*** Data records

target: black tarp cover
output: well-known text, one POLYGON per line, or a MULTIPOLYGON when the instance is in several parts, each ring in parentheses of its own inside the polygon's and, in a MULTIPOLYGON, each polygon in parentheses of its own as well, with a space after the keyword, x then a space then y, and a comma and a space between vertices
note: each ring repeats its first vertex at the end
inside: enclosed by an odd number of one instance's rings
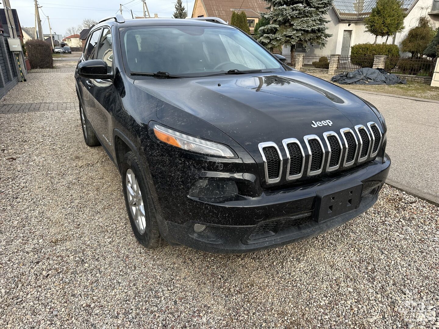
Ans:
POLYGON ((394 74, 389 74, 382 69, 370 68, 359 68, 353 72, 343 72, 332 77, 332 82, 342 85, 396 85, 407 84, 405 79, 400 79, 394 74))

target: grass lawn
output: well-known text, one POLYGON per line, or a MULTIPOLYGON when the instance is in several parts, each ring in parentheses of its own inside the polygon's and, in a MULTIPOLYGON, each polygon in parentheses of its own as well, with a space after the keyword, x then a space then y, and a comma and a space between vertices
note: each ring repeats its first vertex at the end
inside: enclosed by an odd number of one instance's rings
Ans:
MULTIPOLYGON (((327 81, 330 81, 331 78, 332 77, 332 75, 328 74, 315 74, 314 75, 327 81)), ((386 85, 374 86, 340 85, 338 83, 335 83, 334 84, 348 89, 366 90, 375 93, 401 95, 403 96, 411 96, 439 100, 439 87, 432 87, 429 85, 421 83, 420 82, 407 81, 407 85, 395 85, 393 86, 387 86, 386 85)))

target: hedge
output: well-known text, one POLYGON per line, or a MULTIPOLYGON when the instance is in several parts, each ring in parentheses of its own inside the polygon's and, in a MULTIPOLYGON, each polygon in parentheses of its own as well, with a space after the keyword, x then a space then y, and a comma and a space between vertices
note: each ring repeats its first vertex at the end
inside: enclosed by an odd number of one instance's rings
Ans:
POLYGON ((50 45, 42 40, 29 40, 26 50, 32 68, 53 68, 53 58, 50 45))
POLYGON ((386 61, 387 71, 395 68, 399 58, 399 48, 396 45, 387 43, 359 43, 352 46, 351 62, 361 68, 371 68, 375 55, 385 55, 390 60, 386 61))

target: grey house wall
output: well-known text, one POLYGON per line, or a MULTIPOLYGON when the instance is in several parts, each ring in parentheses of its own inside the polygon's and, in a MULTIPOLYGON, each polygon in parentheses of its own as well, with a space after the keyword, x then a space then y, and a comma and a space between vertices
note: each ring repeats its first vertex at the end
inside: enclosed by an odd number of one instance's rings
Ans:
POLYGON ((0 33, 0 98, 18 82, 18 71, 14 54, 9 49, 8 37, 9 36, 0 33))

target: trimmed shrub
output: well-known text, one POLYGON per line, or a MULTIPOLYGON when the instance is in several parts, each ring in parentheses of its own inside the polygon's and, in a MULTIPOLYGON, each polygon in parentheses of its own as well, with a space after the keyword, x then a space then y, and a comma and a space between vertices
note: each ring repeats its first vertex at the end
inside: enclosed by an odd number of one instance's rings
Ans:
POLYGON ((326 56, 322 56, 318 61, 313 62, 313 65, 316 68, 329 68, 329 61, 326 56))
POLYGON ((395 68, 399 59, 399 49, 396 45, 387 43, 359 43, 352 46, 351 50, 351 62, 360 68, 371 68, 374 65, 375 55, 386 55, 387 71, 395 68))
POLYGON ((53 68, 53 58, 50 45, 42 40, 29 40, 26 50, 32 68, 53 68))

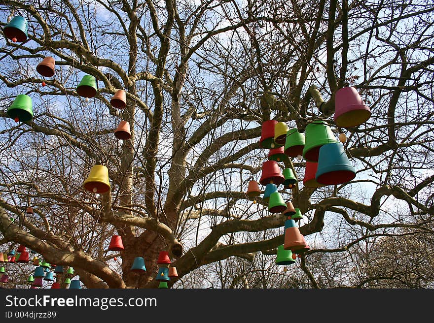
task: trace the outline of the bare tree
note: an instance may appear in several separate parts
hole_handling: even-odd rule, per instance
[[[244,193],[267,158],[258,137],[271,119],[300,131],[327,121],[346,134],[357,169],[349,183],[312,189],[302,183],[303,161],[281,163],[298,178],[280,192],[300,209],[311,248],[287,287],[351,285],[338,269],[349,270],[353,249],[375,237],[398,239],[405,230],[408,239],[432,240],[431,2],[1,0],[2,28],[15,16],[28,21],[26,41],[0,45],[4,251],[23,244],[73,266],[89,288],[156,287],[164,250],[185,282],[209,265],[217,280],[201,286],[272,287],[276,267],[267,261],[283,243],[286,217]],[[36,66],[47,56],[56,73],[44,79]],[[76,92],[85,73],[97,80],[89,100]],[[332,116],[347,85],[372,115],[343,129]],[[110,103],[119,89],[122,110]],[[18,94],[33,98],[31,121],[7,114]],[[131,125],[128,140],[113,135],[121,120]],[[95,164],[108,168],[107,194],[83,188]],[[109,252],[115,234],[125,249]],[[239,266],[232,256],[249,260]],[[136,257],[145,274],[131,271]],[[340,264],[326,275],[321,266],[331,258]],[[355,285],[369,286],[357,277]]]

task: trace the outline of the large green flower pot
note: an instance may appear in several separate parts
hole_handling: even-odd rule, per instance
[[[19,94],[7,109],[7,115],[15,122],[27,122],[33,118],[32,98],[25,94]]]
[[[331,142],[337,142],[331,129],[325,121],[317,120],[306,127],[306,139],[303,157],[308,162],[318,162],[320,148]]]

******

Your task: Rewrite the lines from the line with "target: grass lawn" to the line with "MULTIPOLYGON (((327 81, 330", changing "instance" to "object" and leaving everything else as it is.

Full answer:
target: grass lawn
output: well-known text, one POLYGON per line, or a MULTIPOLYGON when the object is in several parts, each ring in parentheses of its own inside the polygon's and, in a MULTIPOLYGON, each polygon in parentheses of its own as well, with a space after the keyword, x then a space then y, and a comma and a space between vertices
note: each ring repeats its first vertex at the end
inside: enclosed by an odd number of one object's rings
Ans:
MULTIPOLYGON (((327 81, 330 81, 331 78, 332 77, 332 75, 328 74, 315 74, 314 75, 327 81)), ((386 85, 374 86, 340 85, 338 83, 335 83, 334 84, 348 89, 366 90, 375 93, 401 95, 403 96, 411 96, 439 100, 439 87, 432 87, 429 85, 421 83, 420 82, 407 81, 407 85, 395 85, 393 86, 387 86, 386 85)))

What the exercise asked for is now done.